## begin DATASET ENTRIES
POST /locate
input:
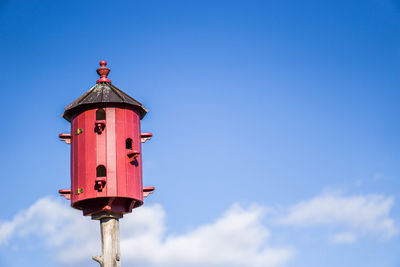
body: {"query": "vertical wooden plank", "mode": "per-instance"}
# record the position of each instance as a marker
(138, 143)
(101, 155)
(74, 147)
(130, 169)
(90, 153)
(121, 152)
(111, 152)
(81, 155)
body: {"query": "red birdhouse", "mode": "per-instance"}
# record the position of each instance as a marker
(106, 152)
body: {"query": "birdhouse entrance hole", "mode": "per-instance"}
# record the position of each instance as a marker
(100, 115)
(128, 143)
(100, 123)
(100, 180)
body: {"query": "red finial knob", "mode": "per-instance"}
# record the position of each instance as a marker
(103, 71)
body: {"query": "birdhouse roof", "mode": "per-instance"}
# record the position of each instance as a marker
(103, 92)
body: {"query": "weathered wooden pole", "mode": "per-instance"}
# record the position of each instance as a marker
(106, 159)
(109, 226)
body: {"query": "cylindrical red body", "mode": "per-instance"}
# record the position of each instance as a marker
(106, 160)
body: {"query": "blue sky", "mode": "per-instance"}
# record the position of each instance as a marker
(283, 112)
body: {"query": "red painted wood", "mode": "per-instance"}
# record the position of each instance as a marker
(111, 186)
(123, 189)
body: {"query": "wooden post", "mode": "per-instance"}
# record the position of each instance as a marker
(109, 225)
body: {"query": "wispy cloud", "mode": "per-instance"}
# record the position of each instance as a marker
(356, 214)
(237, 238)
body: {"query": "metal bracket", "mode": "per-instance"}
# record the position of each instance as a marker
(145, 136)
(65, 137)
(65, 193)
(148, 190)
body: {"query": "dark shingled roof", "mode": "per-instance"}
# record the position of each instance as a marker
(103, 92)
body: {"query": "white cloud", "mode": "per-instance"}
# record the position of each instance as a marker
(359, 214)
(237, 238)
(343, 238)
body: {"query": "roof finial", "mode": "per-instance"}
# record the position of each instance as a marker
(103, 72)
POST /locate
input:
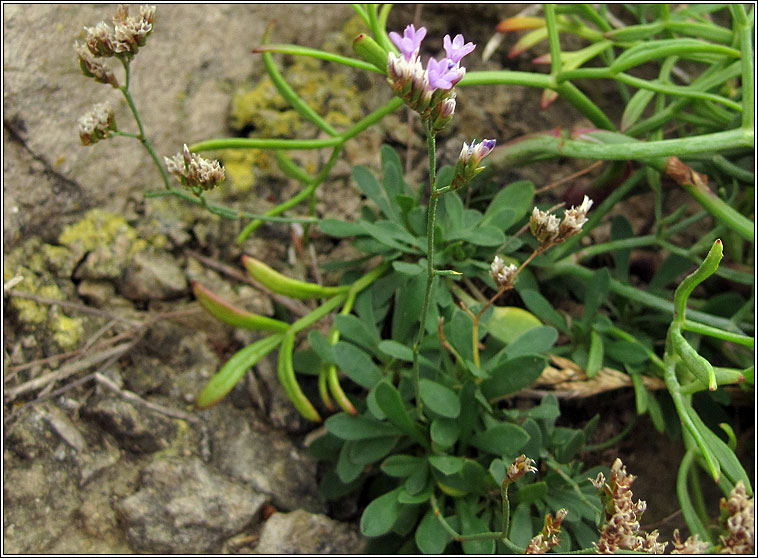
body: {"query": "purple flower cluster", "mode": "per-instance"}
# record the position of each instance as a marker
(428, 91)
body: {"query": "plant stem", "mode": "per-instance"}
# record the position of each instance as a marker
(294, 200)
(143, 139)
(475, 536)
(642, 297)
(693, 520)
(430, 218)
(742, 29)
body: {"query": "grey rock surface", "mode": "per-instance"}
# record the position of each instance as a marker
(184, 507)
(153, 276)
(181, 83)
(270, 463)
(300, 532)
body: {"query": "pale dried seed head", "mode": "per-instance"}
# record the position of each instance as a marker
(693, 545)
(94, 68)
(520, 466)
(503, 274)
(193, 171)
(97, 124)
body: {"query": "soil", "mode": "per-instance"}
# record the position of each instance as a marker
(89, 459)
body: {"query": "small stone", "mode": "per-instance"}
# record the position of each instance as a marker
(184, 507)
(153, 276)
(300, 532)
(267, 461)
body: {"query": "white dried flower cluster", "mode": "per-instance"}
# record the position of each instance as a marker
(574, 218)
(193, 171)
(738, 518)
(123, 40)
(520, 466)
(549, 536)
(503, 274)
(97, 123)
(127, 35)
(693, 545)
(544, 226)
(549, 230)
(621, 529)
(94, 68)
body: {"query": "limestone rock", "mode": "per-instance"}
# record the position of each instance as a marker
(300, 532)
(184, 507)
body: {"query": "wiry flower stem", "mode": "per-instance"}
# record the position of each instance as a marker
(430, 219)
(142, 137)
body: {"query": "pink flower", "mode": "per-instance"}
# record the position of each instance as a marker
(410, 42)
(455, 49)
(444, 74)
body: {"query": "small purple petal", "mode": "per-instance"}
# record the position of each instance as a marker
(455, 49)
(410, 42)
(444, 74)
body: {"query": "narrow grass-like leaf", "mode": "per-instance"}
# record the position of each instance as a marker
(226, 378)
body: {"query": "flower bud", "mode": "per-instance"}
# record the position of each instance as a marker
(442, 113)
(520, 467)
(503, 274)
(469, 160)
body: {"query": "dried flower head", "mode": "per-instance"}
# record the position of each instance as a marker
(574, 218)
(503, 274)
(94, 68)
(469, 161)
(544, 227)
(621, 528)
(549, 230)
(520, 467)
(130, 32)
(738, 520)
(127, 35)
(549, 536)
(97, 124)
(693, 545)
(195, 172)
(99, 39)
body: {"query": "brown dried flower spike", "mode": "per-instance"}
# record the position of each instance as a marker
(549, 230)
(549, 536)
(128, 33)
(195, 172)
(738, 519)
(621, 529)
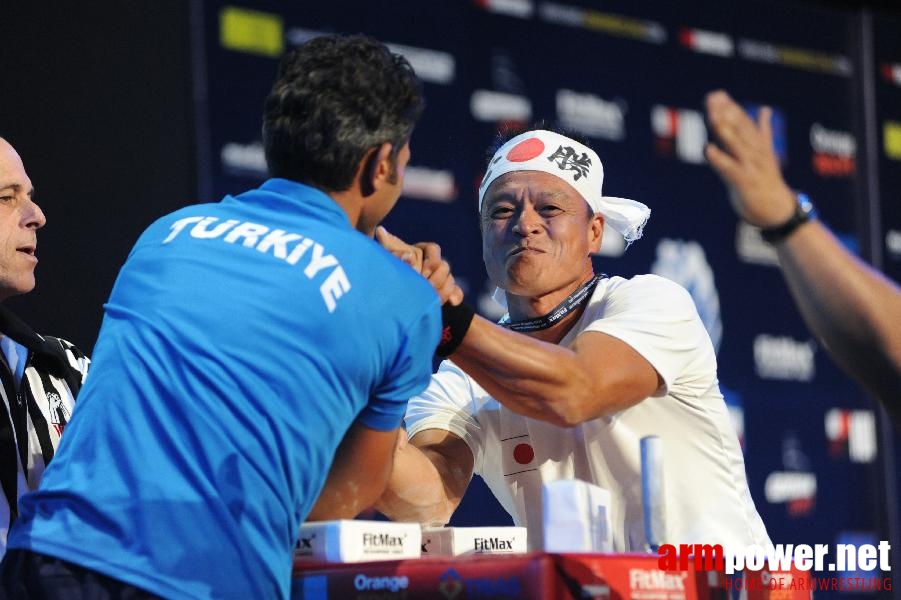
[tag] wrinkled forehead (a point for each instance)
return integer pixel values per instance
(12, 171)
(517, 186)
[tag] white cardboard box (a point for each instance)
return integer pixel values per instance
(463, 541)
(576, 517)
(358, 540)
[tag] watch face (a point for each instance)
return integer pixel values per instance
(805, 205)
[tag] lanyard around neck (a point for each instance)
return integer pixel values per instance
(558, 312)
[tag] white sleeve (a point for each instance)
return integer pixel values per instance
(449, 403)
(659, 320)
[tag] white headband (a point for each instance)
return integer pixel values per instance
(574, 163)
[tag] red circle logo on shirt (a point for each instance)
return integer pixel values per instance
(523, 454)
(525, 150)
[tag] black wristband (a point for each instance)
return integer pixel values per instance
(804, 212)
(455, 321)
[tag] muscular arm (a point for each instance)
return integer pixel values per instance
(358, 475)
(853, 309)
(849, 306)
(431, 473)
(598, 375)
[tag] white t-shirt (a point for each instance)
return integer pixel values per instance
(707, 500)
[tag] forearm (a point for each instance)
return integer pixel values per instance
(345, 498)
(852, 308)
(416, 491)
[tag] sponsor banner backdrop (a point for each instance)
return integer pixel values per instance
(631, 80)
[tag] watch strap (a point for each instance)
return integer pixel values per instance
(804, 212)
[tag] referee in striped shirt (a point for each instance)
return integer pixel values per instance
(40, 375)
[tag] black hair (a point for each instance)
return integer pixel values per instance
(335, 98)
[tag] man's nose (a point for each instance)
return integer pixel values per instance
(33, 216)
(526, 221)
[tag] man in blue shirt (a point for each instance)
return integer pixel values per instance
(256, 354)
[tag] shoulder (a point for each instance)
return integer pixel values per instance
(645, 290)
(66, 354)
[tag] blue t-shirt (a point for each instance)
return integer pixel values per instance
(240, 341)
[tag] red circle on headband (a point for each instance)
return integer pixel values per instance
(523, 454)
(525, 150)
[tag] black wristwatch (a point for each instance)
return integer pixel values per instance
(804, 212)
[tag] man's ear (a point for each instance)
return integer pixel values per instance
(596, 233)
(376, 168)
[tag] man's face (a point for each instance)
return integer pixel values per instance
## end DATASET ENTRIES
## begin DATASET ENTRIES
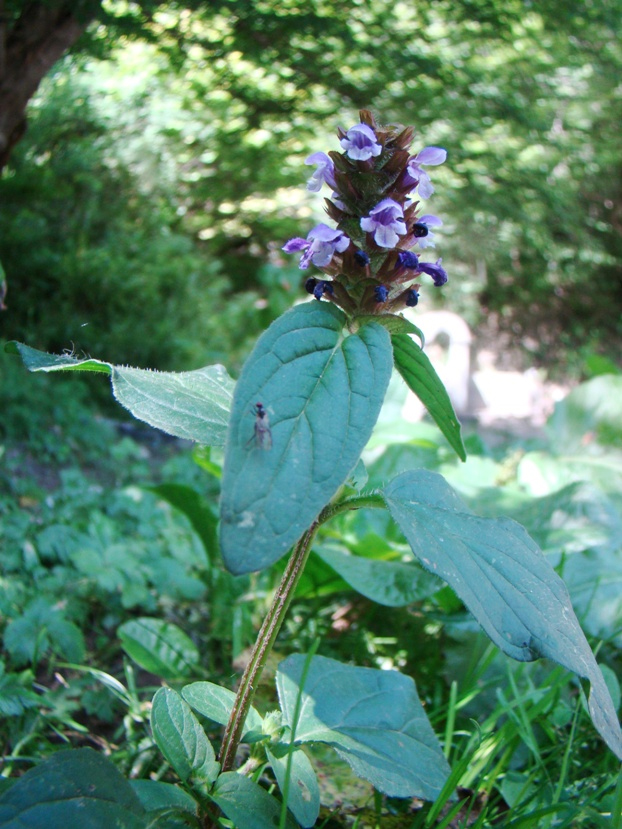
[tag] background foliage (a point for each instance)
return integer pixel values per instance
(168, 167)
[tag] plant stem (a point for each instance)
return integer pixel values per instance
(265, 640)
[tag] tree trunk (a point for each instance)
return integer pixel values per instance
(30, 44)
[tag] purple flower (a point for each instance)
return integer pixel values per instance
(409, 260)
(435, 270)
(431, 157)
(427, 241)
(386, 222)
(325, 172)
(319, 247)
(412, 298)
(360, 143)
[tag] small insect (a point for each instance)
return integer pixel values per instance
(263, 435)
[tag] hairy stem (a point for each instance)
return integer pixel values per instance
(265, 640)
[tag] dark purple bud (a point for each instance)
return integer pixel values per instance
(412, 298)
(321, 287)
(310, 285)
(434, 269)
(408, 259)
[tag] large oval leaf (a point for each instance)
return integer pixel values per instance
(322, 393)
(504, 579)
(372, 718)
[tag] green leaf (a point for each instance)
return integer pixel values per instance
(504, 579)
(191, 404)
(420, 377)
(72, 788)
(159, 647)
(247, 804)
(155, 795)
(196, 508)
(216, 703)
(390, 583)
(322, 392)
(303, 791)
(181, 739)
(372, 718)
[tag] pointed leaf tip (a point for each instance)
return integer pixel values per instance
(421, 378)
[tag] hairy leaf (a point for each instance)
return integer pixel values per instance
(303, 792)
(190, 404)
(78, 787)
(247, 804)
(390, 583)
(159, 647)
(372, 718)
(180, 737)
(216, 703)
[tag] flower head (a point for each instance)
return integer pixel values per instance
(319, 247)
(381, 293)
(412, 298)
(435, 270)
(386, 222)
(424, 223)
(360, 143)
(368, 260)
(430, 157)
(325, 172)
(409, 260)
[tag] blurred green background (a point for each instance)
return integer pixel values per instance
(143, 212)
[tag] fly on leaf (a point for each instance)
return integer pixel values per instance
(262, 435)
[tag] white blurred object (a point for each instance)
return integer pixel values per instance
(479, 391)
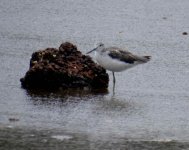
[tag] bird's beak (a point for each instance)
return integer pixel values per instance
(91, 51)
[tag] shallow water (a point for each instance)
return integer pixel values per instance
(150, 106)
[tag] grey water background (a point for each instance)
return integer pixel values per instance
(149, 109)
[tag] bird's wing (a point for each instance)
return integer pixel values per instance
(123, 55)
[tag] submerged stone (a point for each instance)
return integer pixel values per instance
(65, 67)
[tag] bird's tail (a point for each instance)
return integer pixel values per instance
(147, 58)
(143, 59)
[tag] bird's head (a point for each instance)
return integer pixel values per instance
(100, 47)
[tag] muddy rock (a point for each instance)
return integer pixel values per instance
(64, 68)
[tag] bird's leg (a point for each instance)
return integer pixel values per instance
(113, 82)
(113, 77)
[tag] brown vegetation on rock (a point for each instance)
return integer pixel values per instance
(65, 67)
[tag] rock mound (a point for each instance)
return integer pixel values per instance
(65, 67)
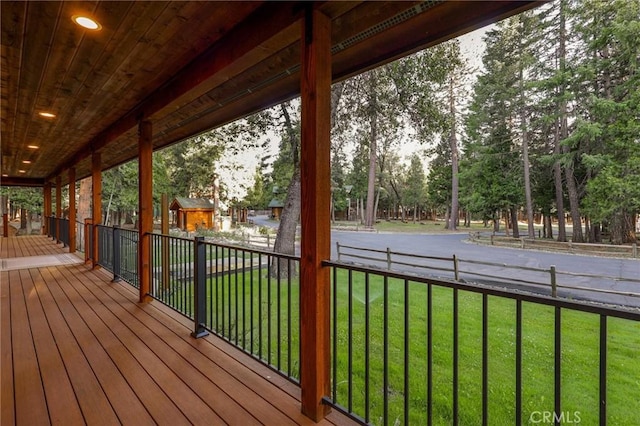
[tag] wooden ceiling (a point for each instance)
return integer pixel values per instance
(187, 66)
## end DATASET ENTRIES
State how many of the lines above contain the word "wooden". Give only the number.

4